▶ **DESCRIPTION OF THE TASK**: Your reply should be the full listing, copied exactly.

▶ **DATA TO USE**:
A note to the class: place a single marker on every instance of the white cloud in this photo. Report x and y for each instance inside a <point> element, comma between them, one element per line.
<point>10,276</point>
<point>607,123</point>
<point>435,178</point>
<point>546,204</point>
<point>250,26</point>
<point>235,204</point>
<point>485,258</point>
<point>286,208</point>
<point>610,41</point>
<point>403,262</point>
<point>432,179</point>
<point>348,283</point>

▶ **WRITTEN SOLUTION**:
A note to the class: place a single marker on every instance of the white cloud in this photo. Report x and y for each instance inside a <point> element, comma between them, one element per line.
<point>10,276</point>
<point>607,123</point>
<point>435,178</point>
<point>546,204</point>
<point>250,26</point>
<point>235,204</point>
<point>485,258</point>
<point>286,208</point>
<point>610,41</point>
<point>403,262</point>
<point>432,179</point>
<point>348,283</point>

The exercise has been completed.